*WORK TO BE COMPLETED*: Each record must be repeated exactly as it stands.

*PROVIDED DATA*:
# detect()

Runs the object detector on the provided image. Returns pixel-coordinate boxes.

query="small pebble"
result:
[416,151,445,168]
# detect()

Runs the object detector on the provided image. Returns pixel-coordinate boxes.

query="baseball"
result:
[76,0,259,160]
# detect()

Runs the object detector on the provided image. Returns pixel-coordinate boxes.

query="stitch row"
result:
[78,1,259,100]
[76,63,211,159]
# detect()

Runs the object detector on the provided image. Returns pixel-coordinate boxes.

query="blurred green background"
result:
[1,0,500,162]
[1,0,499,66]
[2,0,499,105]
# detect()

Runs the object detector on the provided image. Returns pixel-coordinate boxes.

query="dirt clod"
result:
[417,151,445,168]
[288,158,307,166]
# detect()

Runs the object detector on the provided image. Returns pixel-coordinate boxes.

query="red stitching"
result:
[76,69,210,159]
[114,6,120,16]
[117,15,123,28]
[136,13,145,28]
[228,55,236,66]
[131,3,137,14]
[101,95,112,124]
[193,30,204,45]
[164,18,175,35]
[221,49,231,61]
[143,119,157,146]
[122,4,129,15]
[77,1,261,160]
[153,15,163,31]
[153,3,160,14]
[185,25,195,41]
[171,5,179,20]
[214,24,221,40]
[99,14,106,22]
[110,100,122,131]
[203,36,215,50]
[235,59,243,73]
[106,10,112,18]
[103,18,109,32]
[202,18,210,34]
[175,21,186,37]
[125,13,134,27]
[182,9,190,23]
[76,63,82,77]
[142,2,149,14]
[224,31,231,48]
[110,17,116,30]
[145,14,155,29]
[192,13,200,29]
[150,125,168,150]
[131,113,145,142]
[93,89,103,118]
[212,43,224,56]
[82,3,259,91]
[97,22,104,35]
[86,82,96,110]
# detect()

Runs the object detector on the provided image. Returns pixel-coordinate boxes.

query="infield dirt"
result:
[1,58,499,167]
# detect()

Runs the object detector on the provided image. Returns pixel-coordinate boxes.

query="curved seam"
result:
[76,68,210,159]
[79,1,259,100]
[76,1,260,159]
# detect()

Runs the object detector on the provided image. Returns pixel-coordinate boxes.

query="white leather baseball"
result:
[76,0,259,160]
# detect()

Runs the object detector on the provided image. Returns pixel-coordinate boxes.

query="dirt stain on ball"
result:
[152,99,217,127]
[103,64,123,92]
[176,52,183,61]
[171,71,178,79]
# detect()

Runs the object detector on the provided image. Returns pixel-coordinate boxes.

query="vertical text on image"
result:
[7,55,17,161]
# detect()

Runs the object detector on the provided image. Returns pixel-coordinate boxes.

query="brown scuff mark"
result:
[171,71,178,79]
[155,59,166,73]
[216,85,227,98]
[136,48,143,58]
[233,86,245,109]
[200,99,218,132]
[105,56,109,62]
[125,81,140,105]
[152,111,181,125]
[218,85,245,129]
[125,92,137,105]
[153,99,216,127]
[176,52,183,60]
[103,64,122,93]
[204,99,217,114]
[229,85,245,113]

*ANSWER AREA*:
# detect()

Runs the object detector on the provided image. Returns pixel-coordinate boxes.

query="small pebble"
result:
[416,151,445,168]
# detect()

Runs the object detector on the provided image. Returns pixel-coordinate boxes.

query="baseball"
result:
[76,0,259,160]
# detect()

Runs the object detector on the provided image. Returns pixel-coordinate boxes.

query="stitch row"
result:
[78,1,259,100]
[76,63,211,159]
# detect()

Runs the object detector on the provided image. Returns pixel-coordinate boxes.

query="blurred green background"
result:
[1,0,500,162]
[1,0,499,66]
[2,0,499,105]
# detect()

Runs the object detector on the provided image. Returns pixel-coordinate boxes.

query="dirt clod"
result:
[417,151,445,168]
[288,158,307,166]
# detect()

Runs the object detector on the provided image. Returns pixel-coordinate boxes.

query="red stitching"
result:
[76,69,210,159]
[114,6,120,16]
[117,15,123,28]
[136,13,145,28]
[228,55,236,66]
[131,3,137,14]
[101,95,112,124]
[193,30,204,45]
[164,18,175,35]
[221,49,231,61]
[143,119,157,146]
[122,4,129,15]
[77,1,261,160]
[153,15,163,31]
[153,3,160,14]
[185,25,195,41]
[171,5,179,20]
[214,24,221,40]
[99,14,106,22]
[110,100,122,131]
[203,36,215,50]
[235,59,243,73]
[106,10,112,18]
[103,18,109,32]
[202,18,210,34]
[175,21,186,37]
[125,13,134,27]
[182,9,190,23]
[76,63,82,77]
[142,2,149,14]
[224,31,231,48]
[110,17,116,30]
[145,14,155,29]
[192,13,200,29]
[150,125,168,150]
[131,113,145,142]
[93,89,103,118]
[212,43,224,56]
[82,3,259,91]
[97,22,104,35]
[86,82,96,110]
# detect()

Runs the object detector on the provided image. Returns pixel-coordinate boxes.

query="infield dirt"
result:
[1,58,499,167]
# detect()

Runs the object detector on the provided image. Returns pixel-coordinate boxes.

query="curved seam"
result:
[76,68,210,159]
[79,1,259,100]
[76,1,260,159]
# detect()

Runs the object detector on the provided image. Returns pixel-coordinate boxes.

query="white leather baseball"
result:
[76,0,259,160]
# detect()

Runs the object detector on the provided image. Returns pixel-coordinate boxes.

query="dirt stain on ball"
result:
[152,99,217,127]
[103,64,123,92]
[176,52,183,61]
[171,71,178,79]
# detect()

Runs the object detector on the provided image. Returns pixel-coordinate boxes.

query="vertical text on image"
result:
[7,55,17,161]
# detect()

Runs the object detector on the provided image. Returns pixel-coordinate boxes.

query="brown scuff mark"
result:
[171,71,178,79]
[155,59,166,73]
[216,85,227,98]
[136,48,143,58]
[233,86,245,109]
[200,99,218,132]
[105,56,109,62]
[125,81,140,105]
[152,111,181,125]
[218,85,245,129]
[125,92,137,105]
[153,99,216,127]
[176,52,183,60]
[103,64,122,93]
[204,99,217,114]
[229,85,245,113]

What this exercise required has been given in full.